### Dataset ###

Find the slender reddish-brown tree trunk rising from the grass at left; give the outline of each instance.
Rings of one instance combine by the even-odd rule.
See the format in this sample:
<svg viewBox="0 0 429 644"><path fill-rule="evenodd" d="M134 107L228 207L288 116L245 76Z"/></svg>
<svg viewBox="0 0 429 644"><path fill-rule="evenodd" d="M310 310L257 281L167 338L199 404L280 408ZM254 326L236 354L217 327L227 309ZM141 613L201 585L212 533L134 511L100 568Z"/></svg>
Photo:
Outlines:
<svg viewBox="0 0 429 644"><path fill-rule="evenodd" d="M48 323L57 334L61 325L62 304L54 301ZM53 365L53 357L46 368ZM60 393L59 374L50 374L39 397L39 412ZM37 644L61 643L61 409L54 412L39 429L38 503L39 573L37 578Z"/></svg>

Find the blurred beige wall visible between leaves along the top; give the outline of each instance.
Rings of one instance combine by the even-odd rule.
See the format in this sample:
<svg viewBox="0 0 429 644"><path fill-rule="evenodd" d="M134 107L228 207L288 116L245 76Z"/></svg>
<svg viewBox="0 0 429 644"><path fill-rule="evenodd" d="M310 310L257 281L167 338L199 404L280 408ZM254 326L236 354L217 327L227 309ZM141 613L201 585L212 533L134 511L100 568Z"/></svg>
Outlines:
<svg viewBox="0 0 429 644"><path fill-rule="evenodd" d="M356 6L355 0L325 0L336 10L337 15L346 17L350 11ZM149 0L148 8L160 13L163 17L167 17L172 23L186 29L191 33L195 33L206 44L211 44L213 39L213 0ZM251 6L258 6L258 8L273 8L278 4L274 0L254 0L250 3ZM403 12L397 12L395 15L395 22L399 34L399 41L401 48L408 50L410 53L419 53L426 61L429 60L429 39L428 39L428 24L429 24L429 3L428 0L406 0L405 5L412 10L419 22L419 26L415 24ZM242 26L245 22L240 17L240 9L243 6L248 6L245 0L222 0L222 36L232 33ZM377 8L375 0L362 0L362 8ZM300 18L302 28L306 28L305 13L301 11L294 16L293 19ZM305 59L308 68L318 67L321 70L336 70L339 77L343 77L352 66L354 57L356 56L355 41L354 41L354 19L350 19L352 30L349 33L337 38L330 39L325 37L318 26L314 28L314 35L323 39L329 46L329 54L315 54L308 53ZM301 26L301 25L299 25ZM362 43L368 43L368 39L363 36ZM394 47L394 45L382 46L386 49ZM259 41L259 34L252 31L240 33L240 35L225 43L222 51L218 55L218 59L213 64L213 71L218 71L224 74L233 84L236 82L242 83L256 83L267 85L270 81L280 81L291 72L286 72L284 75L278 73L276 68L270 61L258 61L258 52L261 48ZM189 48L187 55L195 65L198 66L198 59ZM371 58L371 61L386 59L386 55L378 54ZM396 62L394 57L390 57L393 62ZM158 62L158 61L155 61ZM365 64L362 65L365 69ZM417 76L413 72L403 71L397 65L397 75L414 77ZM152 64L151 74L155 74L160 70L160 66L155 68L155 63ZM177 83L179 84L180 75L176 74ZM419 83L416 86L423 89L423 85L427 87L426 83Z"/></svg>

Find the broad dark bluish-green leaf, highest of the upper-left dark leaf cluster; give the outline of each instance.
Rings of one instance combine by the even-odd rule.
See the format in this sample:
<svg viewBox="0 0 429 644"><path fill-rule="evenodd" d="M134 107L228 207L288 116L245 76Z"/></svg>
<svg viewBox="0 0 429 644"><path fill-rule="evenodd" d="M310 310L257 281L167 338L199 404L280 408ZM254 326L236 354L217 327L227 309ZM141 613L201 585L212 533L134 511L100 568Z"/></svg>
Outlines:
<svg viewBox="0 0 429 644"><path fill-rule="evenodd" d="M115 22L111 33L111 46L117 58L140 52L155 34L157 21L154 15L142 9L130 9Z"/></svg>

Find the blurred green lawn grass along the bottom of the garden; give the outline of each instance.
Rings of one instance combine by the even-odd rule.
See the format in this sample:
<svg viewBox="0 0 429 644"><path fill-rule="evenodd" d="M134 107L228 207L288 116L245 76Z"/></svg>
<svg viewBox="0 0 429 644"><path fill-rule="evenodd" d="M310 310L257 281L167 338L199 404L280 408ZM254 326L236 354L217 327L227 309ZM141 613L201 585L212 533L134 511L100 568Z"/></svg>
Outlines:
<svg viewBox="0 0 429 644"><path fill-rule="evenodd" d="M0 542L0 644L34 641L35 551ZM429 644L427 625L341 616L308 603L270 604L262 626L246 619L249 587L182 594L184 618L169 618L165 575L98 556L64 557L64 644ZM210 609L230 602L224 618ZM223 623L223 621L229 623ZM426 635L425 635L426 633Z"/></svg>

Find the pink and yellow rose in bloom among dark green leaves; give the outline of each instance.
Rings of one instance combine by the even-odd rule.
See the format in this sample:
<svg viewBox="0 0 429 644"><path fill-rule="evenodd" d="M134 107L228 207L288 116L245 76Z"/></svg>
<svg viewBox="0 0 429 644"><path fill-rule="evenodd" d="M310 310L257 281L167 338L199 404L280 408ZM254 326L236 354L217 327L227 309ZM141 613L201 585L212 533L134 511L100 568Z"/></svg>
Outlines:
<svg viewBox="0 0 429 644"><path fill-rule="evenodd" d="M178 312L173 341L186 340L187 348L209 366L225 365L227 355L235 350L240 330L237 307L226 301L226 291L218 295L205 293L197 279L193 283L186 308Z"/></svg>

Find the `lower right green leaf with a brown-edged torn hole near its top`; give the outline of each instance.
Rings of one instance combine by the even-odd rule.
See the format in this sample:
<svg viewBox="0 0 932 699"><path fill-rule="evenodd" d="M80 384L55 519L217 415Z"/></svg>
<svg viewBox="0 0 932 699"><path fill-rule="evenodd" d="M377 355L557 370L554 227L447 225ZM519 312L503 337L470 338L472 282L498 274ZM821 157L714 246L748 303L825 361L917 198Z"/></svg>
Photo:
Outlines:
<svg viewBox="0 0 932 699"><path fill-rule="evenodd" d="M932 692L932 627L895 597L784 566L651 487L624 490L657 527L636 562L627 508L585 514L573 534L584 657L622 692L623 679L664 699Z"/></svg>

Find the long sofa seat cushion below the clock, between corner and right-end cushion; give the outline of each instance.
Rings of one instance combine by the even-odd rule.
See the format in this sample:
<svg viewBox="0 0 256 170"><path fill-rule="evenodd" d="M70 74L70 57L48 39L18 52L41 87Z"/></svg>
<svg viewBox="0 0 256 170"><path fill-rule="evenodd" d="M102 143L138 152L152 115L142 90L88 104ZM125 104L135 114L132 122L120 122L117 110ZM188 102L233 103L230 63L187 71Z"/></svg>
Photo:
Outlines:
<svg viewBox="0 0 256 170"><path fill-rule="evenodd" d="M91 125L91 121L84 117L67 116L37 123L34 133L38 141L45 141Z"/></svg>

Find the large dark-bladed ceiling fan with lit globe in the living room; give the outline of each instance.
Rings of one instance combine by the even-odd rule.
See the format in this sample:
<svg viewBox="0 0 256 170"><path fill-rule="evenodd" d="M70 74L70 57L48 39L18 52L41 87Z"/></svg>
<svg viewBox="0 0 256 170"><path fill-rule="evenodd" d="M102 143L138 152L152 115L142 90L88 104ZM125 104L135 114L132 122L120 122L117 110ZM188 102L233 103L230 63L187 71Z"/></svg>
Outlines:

###
### Dataset ###

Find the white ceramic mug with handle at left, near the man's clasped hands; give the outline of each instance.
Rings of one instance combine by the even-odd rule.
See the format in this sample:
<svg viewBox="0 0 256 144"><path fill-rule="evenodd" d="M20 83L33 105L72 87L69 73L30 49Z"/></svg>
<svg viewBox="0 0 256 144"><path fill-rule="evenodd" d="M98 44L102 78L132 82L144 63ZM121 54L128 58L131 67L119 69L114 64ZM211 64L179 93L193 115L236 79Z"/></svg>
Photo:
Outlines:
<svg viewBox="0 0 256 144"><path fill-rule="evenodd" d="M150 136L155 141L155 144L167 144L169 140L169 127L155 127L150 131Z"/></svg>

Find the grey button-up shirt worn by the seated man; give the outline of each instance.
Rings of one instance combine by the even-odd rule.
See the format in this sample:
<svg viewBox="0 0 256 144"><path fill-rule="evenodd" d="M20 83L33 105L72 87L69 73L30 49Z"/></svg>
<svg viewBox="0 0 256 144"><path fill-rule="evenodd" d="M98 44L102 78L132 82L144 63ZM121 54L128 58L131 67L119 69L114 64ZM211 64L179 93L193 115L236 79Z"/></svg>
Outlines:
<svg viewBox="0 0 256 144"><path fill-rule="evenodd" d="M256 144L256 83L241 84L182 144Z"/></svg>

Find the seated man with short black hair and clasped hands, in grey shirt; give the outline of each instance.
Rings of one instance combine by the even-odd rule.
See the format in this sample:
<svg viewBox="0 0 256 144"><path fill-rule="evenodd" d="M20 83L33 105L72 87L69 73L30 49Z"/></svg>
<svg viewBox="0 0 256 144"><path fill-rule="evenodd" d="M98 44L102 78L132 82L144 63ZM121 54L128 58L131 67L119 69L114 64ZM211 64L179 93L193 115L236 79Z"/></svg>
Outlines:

###

Exercise objective: Your answer is a single number: the count of lines in the records holding the string "leaf".

Exercise output: 2